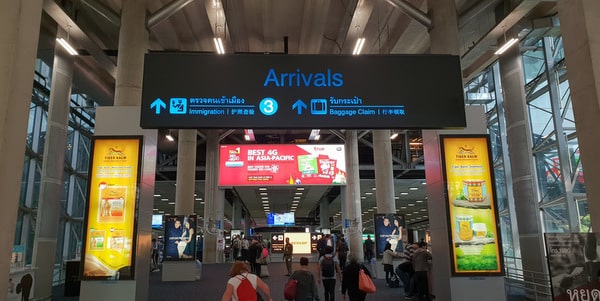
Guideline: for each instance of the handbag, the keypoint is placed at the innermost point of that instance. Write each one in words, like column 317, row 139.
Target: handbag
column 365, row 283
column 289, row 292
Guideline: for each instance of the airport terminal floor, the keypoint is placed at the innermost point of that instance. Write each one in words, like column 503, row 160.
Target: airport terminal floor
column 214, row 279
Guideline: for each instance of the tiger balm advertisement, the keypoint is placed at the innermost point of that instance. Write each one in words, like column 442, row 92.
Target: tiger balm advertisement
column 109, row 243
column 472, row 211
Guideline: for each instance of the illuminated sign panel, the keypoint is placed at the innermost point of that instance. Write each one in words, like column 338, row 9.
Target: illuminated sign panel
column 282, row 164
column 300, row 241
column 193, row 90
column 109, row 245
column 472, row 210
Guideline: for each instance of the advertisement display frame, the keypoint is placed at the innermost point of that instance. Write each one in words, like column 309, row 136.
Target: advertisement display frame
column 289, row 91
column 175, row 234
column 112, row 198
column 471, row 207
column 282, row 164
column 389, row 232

...

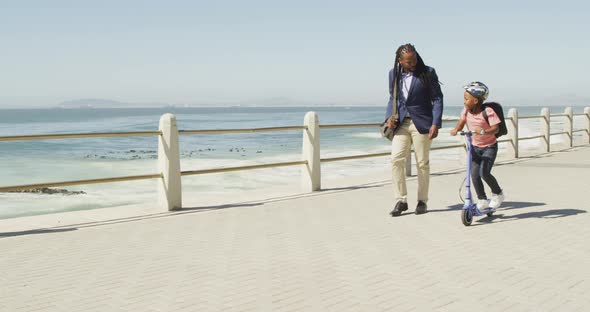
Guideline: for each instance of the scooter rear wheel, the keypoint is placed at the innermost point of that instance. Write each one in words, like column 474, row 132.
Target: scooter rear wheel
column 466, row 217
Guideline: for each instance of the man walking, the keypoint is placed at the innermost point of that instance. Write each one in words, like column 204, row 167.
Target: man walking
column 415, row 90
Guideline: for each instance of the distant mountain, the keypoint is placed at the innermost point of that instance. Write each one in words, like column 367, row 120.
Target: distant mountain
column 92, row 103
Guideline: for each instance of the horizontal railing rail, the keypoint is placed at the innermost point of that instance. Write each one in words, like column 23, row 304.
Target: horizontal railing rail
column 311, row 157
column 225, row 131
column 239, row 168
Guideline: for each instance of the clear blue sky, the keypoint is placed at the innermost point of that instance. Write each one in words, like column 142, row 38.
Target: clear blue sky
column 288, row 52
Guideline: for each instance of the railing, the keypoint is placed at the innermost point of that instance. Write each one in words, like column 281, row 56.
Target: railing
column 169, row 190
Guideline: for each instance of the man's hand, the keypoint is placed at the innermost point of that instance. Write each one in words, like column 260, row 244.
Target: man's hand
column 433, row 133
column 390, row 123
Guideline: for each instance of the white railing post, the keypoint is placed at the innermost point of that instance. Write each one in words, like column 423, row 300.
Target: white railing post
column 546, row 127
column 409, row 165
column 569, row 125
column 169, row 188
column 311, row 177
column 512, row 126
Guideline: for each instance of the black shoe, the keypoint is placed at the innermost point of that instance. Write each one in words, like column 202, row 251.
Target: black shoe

---

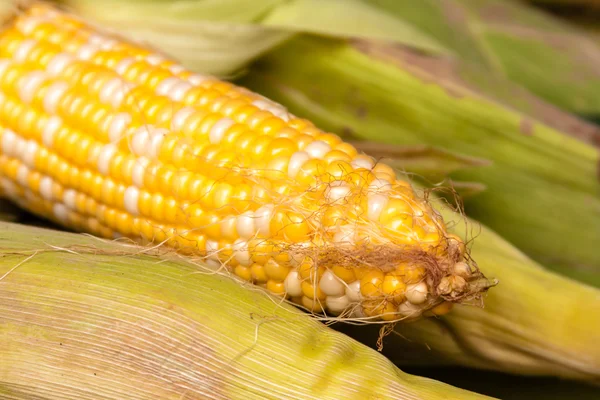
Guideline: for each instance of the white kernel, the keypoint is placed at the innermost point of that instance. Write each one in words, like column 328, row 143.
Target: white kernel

What you should do → Write out, word for word, the part of the material that opens with the line containing "Guideline: for each instance of the scooter" and closes with the line containing "column 390, row 123", including both of those lines.

Written response →
Guideline: for each instance of the scooter rear wheel, the keypoint is placed at the innermost point of that instance. Write each one in words, like column 474, row 132.
Target: scooter rear wheel
column 466, row 217
Guideline: for each instance of the man walking, the keypoint is placed at the innermost point of that instance. Write each one in words, like column 204, row 167.
Target: man walking
column 415, row 90
Guideline: for each instance of the distant mountain, the keypoint is placed at the innermost point of that instance. Write each one in words, like column 367, row 120.
Target: distant mountain
column 92, row 103
Guideline: for each instance of the horizontal railing rail, the keypoint is placed at the innermost point of that instance. Write each one in words, like column 23, row 304.
Target: horizontal railing rail
column 311, row 157
column 225, row 131
column 239, row 168
Guideline: for each instance of the clear blue sky, the keypoint is placed at the innermost point of that instance. Write each one in words, like column 142, row 38.
Target: clear blue sky
column 288, row 52
Guideline: for each instance of the railing, the keypoint is placed at the innermost point of that instance. Write each one in words, like column 281, row 56.
Target: railing
column 169, row 190
Guideline: for each instance of the man's hand, the keypoint is placed at the innermost point of that instance. Write each one in words, like column 260, row 244.
Target: man's hand
column 433, row 133
column 390, row 123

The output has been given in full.